* **WORK TO COMPLETE**
With all images omitted, write out the records word for word.

* **LISTED RECORDS**
- - -

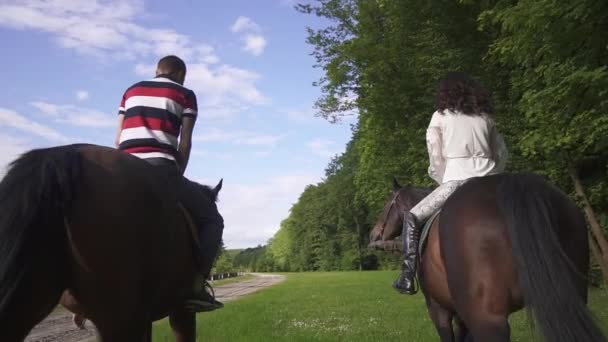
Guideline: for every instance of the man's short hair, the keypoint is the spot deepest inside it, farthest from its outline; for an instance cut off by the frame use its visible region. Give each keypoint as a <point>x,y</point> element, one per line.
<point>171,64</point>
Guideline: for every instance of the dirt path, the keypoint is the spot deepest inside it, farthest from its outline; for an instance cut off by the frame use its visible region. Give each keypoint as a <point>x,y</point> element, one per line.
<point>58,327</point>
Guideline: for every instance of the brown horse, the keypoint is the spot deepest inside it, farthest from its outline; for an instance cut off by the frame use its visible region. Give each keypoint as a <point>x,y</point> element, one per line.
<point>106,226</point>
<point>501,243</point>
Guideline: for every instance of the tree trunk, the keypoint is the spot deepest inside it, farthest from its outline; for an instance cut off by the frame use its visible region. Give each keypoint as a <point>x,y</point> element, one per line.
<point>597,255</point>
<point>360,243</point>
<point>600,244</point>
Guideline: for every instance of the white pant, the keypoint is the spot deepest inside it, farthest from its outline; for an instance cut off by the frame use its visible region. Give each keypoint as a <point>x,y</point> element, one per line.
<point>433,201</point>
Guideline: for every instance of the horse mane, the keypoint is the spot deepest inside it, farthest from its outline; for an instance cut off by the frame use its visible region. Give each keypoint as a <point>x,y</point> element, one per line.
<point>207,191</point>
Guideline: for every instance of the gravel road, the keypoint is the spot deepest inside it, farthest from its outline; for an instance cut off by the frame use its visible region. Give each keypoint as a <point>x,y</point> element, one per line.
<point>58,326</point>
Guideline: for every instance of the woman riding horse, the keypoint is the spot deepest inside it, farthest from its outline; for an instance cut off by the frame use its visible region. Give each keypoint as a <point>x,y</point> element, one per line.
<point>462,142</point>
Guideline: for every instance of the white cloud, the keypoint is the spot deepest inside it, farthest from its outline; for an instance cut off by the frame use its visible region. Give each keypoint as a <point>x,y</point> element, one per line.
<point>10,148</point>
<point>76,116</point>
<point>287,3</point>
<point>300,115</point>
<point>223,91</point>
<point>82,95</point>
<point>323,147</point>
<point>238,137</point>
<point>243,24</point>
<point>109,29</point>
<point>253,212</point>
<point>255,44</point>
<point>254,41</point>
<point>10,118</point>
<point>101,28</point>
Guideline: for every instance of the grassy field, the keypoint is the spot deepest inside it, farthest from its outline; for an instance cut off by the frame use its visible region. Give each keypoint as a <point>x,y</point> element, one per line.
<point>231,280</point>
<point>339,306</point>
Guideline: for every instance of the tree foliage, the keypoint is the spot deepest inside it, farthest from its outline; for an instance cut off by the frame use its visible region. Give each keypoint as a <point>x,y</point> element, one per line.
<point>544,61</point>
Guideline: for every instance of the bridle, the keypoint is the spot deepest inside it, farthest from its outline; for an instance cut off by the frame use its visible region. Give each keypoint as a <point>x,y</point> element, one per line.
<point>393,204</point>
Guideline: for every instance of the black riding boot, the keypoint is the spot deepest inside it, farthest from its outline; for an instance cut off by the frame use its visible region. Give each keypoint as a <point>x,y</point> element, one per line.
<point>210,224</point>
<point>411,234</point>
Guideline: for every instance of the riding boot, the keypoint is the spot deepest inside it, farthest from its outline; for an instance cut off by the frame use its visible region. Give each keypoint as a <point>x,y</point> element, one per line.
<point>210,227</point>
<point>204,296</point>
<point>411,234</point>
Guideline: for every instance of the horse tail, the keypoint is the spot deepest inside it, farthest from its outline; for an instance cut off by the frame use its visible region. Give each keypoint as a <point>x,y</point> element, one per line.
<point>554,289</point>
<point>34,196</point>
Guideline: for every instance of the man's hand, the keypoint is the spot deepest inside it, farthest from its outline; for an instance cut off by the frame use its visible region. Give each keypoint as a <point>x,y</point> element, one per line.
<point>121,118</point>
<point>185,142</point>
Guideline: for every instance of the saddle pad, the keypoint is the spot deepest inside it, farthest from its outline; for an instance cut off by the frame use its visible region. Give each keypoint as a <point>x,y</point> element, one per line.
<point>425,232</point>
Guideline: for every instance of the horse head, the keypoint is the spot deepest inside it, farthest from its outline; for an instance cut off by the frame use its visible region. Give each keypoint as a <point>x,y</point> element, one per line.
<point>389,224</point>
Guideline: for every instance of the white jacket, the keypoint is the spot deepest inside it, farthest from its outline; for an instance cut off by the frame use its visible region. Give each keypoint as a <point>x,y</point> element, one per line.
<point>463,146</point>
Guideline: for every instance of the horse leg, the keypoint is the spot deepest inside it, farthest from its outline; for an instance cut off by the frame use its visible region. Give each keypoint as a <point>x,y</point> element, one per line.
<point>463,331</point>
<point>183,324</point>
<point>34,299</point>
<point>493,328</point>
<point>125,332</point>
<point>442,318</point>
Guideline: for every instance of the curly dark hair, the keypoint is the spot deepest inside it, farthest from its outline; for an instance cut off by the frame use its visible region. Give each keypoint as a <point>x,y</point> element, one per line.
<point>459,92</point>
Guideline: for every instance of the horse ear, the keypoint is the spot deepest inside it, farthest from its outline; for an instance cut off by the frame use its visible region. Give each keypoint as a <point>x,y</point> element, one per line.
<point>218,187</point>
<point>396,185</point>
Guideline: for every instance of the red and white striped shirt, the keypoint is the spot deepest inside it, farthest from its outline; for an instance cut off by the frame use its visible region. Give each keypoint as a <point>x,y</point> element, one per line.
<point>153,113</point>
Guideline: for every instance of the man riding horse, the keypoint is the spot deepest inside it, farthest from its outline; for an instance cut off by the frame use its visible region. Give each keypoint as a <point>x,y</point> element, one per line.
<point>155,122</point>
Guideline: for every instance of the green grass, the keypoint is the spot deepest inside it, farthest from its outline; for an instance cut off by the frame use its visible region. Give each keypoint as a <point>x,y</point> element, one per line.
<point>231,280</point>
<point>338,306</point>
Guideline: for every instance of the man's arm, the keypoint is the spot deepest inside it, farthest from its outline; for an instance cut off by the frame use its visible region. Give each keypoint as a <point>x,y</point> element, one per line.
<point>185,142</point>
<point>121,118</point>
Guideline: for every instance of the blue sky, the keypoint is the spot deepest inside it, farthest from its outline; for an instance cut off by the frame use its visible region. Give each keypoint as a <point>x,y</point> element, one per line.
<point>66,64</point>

- - -

* **EXERCISE OUTPUT**
Guideline: for every instance of the man's short hair, the keypoint is the spot deepest inside it, farthest from its outline; for an instance cut off by the frame use its visible region. Give each keypoint as a <point>x,y</point> element, one per line.
<point>171,64</point>
Guideline: for every instance of the dirt path, the keypoint is the spot deepest inside it, farthest from its outline; for an instance cut off by the frame use its visible region. Give each keypoint as a <point>x,y</point> element, one per line.
<point>58,327</point>
Guideline: for every instance of the brown horse, the keypoint is the spot deepest inside it, farthest from its outline; for an instance cut off by the frame use its visible region. Give each keypoint as a <point>x,y</point> element, one per line.
<point>106,226</point>
<point>501,243</point>
Guideline: for every instance of the tree trunk, the keypoint is the spot deepest inside it, farthest from its outline; for an instance cut off by the frame use its visible region. Give each keypoint as a <point>x,y</point> element, one per line.
<point>597,255</point>
<point>360,243</point>
<point>600,244</point>
Guideline: for every instance of the white pant, the keypoint is the spot deepest inside it, farthest from its outline; for an instance cut off by the frame use its visible region. Give each keypoint as a <point>x,y</point> element, one per line.
<point>433,201</point>
Guideline: for every instance of the horse mane, the keypoint is the spot deepest inside it, farthest from its outline; for an instance cut off by the frame use its visible region. Give each keypoint as a <point>x,y</point> element, one per line.
<point>207,191</point>
Guideline: for every instance of the gravel road, the keypoint is the spot deepest inside it, farthest from its outline; for an instance cut off by the frame use its visible region. Give each keypoint as a <point>x,y</point> element, one per line.
<point>58,326</point>
Guideline: for every instance of the woman riding horse, the keypoint is the spot deepest inside it, farthest from its outline; for an instance cut off by the frame use its visible region. Give each keypoint as a <point>x,y</point> element, one per line.
<point>462,142</point>
Guideline: for every instance of the white cloud, the keypoint is the spot deepest inside it, farthest from its outline; for an instance cut off by the frame use its visible region. Give each keypoint as a <point>x,y</point> element, one per line.
<point>10,148</point>
<point>76,116</point>
<point>287,3</point>
<point>300,115</point>
<point>223,91</point>
<point>82,95</point>
<point>323,147</point>
<point>238,137</point>
<point>243,24</point>
<point>109,29</point>
<point>253,212</point>
<point>255,44</point>
<point>254,41</point>
<point>10,118</point>
<point>101,28</point>
Guideline: for every instance of the grassy field, the keypoint is the spot deepest inside it, farthest from its outline; for an instance cut off by the frame use its visible region. Give each keypoint as a <point>x,y</point> element, one per line.
<point>231,280</point>
<point>339,306</point>
Guideline: for every instance of the tree foliage, the keypoint is the spot deepest inside it, farthest from its outline; for an instance cut off by the frame use its visible region. Give each keypoint as a <point>x,y</point> element, one per line.
<point>544,61</point>
Guideline: for every instance of the bridle, the keypoint is the spot deepest inside it, farthest from its outline; for an instance cut off by the frame use its visible region. Give each keypoint as a <point>x,y</point> element, one per line.
<point>393,204</point>
Guideline: for every instance of the black riding boot, the keypoint is the spot deepest inside it, farthest from its outline; for an instance cut off by the frame use its visible region. Give each keypoint as a <point>x,y</point> element, one per line.
<point>210,224</point>
<point>411,234</point>
Guideline: for every instance of the riding boot, the keypoint is the spot deepest inside it, farthest from its outline; for an instance cut off by the frame use its visible region. Give each keypoint as a <point>x,y</point> element, one per line.
<point>210,227</point>
<point>204,296</point>
<point>411,234</point>
Guideline: for every instance of the horse tail, the keypoint is the spot deepest inside it, farthest from its outline; for an instance cut off by the frame use its visible region. Give each keypoint as a <point>x,y</point> element, one per line.
<point>554,289</point>
<point>34,196</point>
Guideline: for every instance of the man's hand, the keypoint is the spot deepest inside it, farthest from its outline; for an instance cut off by the frame use its visible region. Give each keypoint as a <point>x,y</point> element, one per line.
<point>121,118</point>
<point>185,142</point>
Guideline: for every instance of the saddle pad, the keypoint is the spot deepest inside it, farthest from its outline; for an instance cut off by the frame use its visible region. Give each keypoint as a <point>x,y</point> element, one per line.
<point>425,232</point>
Guideline: for every instance of the horse head, the keypoint is the spot deepest inside it, farthest from its outline; for an instance cut off by the frame use its visible region. Give each keypoint as a <point>x,y</point> element, one per line.
<point>389,224</point>
Guideline: for every instance of the white jacket, the keypoint is the spot deepest inside it, farthest from its outline; for an instance cut off by the frame use its visible region. Give each keypoint as a <point>x,y</point> element, one per line.
<point>463,146</point>
Guideline: for every instance of the horse leg, the keypoint is the spot deepest inside it, farthest from its outline; for an instance cut off by the frame use its visible region. Give each keypoint as a <point>x,y</point> element, one per line.
<point>463,331</point>
<point>183,324</point>
<point>34,299</point>
<point>493,328</point>
<point>125,332</point>
<point>442,318</point>
Guideline: for every instance of the curly dark hair, the keypoint is the spot deepest inside it, farthest from its outline; for an instance cut off by the frame use its visible region. Give each keypoint as a <point>x,y</point> element, one per line.
<point>459,92</point>
Guideline: for every instance of the horse ear, the keypoint is the spot deepest inside it, farthest from its outline; for an instance cut off by the frame use its visible region. Give each keypoint as a <point>x,y</point> element, one per line.
<point>218,187</point>
<point>396,185</point>
Guideline: for every instance of the red and white striped shirt, the keypoint is the spot deepest inside it, farthest from its outline; for an instance cut off by the frame use its visible region. Give each keypoint as a <point>x,y</point> element, one per line.
<point>153,113</point>
Guideline: for every instance of the man riding horse, the keypoint is the spot deepest inside it, farthest from its outline; for an instance cut off by the frame use its visible region. Give each keypoint as a <point>x,y</point> element, one per line.
<point>155,122</point>
Guideline: for every instance of the green grass, the keypoint is the spot deepest inside it, farthest from its outline; for an instance cut off by the frame use its visible region. Give each keypoint as a <point>x,y</point> element, one per line.
<point>231,280</point>
<point>338,306</point>
Guideline: for every instance of the man's arm, the keypoint is the spot deepest inside it, farthest from its outline; for an instance cut off by the frame use its visible region. Give each keypoint as a <point>x,y</point> element, one per line.
<point>185,142</point>
<point>121,118</point>
Guideline: for every instance of the blue sky, the keypoint is the spot deepest inside it, farthest from its outline; for an instance cut off by the frame use its visible region. Give each keypoint as a <point>x,y</point> element, one per line.
<point>66,64</point>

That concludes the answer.